┌──

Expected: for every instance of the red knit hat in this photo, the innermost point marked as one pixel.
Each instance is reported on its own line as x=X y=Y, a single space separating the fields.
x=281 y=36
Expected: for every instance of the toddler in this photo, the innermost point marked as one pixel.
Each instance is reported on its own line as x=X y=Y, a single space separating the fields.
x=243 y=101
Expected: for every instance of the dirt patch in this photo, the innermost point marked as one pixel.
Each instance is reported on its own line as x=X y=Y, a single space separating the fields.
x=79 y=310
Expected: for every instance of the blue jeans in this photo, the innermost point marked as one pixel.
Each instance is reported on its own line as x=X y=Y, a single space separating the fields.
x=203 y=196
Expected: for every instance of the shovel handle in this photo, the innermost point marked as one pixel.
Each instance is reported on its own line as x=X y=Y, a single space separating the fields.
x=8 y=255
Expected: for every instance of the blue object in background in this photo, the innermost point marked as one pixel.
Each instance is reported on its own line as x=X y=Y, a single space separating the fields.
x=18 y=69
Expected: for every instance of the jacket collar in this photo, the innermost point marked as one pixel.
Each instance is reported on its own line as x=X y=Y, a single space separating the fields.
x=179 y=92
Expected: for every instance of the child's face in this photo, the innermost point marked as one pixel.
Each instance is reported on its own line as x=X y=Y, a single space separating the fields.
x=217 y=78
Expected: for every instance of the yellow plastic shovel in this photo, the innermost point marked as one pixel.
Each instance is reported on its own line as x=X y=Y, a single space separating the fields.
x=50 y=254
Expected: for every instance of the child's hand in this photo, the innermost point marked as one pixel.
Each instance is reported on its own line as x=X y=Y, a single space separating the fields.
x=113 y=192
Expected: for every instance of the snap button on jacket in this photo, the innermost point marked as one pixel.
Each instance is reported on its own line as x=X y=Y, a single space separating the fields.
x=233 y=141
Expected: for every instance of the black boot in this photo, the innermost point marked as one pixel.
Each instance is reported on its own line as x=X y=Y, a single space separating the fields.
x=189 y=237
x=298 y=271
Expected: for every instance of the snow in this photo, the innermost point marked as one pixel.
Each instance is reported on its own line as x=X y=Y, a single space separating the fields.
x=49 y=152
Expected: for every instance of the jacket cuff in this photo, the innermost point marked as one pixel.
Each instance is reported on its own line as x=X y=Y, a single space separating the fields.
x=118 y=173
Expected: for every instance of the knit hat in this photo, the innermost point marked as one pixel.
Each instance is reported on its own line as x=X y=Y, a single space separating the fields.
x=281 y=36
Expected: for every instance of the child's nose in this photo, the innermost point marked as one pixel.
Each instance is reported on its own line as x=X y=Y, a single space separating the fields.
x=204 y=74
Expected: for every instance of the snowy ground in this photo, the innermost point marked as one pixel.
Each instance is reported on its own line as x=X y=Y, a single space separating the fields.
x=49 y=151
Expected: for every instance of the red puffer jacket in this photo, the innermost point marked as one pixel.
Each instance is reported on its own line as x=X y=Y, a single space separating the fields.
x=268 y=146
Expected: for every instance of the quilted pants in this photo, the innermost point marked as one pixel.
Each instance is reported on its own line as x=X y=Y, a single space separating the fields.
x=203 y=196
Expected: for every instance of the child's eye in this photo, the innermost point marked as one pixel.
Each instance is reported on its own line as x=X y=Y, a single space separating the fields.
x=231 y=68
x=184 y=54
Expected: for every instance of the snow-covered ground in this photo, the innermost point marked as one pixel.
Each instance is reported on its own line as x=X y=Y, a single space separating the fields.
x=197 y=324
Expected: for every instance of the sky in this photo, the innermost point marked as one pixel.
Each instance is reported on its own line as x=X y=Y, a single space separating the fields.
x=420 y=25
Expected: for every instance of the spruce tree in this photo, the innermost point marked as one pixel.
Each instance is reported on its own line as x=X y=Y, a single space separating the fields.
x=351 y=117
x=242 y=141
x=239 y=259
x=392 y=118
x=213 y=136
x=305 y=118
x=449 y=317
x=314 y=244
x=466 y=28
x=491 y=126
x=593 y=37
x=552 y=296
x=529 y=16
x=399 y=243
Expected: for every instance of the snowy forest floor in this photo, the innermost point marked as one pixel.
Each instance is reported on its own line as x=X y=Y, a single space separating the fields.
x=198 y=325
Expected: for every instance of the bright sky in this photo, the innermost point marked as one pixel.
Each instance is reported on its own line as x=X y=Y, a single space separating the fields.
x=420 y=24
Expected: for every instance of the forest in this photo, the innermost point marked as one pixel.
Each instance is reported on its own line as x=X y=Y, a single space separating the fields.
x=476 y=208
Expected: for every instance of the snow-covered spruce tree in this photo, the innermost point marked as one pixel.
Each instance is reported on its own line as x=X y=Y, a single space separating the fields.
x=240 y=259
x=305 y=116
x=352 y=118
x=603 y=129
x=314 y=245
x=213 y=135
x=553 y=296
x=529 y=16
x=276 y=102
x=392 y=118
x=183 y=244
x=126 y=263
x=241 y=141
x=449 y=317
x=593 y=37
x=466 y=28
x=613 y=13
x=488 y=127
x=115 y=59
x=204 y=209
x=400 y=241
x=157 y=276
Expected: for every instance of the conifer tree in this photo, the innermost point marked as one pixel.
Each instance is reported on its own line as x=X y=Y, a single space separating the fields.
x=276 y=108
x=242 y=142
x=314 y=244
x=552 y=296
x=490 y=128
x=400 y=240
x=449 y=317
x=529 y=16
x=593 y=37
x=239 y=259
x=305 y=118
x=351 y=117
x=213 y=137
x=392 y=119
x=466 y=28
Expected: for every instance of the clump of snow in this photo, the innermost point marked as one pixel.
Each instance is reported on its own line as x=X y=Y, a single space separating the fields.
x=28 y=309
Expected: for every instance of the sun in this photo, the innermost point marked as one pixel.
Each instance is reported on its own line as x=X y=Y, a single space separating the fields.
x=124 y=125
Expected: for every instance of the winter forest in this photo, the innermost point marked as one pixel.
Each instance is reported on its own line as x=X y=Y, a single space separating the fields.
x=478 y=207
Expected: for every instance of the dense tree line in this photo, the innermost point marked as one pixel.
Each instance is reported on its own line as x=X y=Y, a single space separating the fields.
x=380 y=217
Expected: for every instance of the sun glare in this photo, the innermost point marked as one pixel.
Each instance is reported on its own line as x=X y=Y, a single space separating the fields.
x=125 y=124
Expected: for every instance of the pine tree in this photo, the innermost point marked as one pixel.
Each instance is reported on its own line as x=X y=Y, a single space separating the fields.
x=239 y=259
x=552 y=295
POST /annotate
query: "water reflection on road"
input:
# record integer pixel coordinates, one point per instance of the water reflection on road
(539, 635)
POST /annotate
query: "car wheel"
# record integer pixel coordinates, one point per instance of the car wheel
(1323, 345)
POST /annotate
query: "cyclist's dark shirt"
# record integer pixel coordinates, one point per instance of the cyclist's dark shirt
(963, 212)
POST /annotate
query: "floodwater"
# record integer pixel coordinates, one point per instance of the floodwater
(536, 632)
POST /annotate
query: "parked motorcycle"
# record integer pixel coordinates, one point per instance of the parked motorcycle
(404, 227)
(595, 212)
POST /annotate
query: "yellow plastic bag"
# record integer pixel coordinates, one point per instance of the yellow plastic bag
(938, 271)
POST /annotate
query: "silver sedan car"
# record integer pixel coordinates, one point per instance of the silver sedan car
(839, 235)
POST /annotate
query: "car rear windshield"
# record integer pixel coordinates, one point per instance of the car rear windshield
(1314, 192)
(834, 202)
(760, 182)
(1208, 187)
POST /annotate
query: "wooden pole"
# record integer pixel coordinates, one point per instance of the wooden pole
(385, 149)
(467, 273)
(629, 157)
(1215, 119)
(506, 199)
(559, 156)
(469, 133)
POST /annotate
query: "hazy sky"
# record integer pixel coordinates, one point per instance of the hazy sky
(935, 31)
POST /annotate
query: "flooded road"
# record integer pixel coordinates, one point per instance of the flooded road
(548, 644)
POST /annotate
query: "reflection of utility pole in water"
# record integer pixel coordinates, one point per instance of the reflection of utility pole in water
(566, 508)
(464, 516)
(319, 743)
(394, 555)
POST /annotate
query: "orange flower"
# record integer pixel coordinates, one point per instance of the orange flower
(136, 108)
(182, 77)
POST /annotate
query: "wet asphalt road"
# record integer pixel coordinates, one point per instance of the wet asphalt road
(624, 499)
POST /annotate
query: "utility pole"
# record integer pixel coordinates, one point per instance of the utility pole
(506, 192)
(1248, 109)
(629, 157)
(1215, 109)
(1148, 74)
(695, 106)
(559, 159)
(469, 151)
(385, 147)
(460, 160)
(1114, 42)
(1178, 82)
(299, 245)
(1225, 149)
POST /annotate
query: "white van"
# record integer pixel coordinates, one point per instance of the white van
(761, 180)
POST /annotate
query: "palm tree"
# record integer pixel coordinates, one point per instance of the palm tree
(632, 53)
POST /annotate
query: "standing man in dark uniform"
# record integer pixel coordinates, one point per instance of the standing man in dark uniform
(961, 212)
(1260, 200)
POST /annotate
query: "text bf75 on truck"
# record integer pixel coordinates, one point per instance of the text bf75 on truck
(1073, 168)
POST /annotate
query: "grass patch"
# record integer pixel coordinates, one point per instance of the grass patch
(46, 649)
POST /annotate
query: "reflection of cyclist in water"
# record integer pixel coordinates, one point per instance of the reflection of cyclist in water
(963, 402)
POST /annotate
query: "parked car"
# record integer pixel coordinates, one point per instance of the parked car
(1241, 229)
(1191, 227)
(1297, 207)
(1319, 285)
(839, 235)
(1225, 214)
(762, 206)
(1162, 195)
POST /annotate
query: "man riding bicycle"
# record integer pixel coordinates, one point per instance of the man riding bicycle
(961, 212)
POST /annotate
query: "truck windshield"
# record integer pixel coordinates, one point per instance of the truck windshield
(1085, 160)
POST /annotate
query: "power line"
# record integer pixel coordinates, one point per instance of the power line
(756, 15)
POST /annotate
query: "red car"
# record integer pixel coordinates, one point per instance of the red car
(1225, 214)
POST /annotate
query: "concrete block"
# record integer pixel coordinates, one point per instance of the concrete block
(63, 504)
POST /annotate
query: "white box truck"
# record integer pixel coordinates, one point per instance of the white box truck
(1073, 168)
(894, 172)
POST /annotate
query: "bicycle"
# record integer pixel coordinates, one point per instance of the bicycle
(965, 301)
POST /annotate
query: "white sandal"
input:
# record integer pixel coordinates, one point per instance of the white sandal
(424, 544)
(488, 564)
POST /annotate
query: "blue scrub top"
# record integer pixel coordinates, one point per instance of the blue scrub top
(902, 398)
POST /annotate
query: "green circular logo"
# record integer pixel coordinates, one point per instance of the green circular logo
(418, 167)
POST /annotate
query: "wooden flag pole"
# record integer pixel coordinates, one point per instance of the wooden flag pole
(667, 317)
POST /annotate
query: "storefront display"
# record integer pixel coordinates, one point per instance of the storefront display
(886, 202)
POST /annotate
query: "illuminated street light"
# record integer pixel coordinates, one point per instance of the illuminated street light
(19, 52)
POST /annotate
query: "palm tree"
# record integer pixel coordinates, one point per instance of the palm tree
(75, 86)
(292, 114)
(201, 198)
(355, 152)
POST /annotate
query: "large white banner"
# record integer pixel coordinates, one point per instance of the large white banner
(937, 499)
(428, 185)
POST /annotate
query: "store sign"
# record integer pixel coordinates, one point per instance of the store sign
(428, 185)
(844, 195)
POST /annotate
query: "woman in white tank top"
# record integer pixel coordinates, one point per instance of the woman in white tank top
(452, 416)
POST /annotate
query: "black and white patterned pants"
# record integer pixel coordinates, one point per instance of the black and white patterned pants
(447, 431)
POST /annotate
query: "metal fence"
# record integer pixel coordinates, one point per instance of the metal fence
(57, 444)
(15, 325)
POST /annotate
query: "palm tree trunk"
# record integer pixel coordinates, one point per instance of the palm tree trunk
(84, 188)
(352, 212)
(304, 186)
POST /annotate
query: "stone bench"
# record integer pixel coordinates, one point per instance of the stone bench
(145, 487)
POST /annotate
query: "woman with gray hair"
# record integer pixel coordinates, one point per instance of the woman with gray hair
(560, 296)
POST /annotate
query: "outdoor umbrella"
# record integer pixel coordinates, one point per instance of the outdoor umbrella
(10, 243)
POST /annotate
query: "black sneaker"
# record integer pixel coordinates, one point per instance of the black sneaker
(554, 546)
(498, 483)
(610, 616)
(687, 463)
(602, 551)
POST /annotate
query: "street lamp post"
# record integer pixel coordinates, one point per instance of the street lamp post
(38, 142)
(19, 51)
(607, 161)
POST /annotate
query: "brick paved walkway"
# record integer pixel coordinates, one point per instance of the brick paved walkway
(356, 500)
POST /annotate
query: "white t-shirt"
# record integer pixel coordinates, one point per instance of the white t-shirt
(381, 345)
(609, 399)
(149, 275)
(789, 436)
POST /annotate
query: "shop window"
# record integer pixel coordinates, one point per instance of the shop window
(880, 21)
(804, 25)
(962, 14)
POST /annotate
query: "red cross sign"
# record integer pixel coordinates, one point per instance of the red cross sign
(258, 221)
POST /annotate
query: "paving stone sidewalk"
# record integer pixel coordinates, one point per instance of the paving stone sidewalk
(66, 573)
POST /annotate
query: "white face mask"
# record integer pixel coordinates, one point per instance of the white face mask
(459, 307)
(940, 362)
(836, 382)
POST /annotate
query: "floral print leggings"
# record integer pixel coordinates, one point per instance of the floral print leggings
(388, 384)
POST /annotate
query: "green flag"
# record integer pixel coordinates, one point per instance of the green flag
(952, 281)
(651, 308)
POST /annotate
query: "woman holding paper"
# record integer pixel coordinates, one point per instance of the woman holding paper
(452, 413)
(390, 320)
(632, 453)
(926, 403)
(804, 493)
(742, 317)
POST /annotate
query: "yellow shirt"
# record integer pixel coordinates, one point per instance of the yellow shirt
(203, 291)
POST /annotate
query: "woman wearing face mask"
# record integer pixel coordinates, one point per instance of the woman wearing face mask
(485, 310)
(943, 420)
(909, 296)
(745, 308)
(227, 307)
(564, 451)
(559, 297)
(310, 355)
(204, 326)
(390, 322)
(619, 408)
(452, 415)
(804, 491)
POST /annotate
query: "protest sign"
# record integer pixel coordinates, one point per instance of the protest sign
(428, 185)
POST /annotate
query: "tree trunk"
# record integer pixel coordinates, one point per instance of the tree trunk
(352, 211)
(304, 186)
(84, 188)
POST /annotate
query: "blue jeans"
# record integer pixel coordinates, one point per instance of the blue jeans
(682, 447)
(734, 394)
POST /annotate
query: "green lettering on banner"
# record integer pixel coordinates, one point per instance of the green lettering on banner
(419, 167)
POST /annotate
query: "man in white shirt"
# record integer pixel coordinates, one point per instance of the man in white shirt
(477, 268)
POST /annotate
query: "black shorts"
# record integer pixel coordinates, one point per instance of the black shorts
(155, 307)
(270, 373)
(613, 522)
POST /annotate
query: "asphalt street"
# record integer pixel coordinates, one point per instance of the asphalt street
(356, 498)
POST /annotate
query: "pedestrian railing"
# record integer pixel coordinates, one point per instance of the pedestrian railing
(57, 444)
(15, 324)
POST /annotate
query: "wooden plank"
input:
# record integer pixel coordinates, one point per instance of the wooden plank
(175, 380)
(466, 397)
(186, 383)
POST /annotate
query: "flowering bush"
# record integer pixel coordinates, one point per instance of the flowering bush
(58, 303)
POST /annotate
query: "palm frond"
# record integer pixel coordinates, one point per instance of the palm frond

└──

_Exercise_: Reproduce everything from the first line of the material down to and including the line that contains "x=243 y=101", character for character.

_Response below_:
Expected: for every instance of the red knit hat in this photo, the innermost point marked as one pixel.
Each instance is reported on its own line as x=X y=Y, a single space separating the fields.
x=281 y=36
Expected: for every instance of the toddler in this photo, the innermost point marked as one pixel.
Each instance is reported on its own line as x=X y=Y, a single space separating the fields.
x=243 y=101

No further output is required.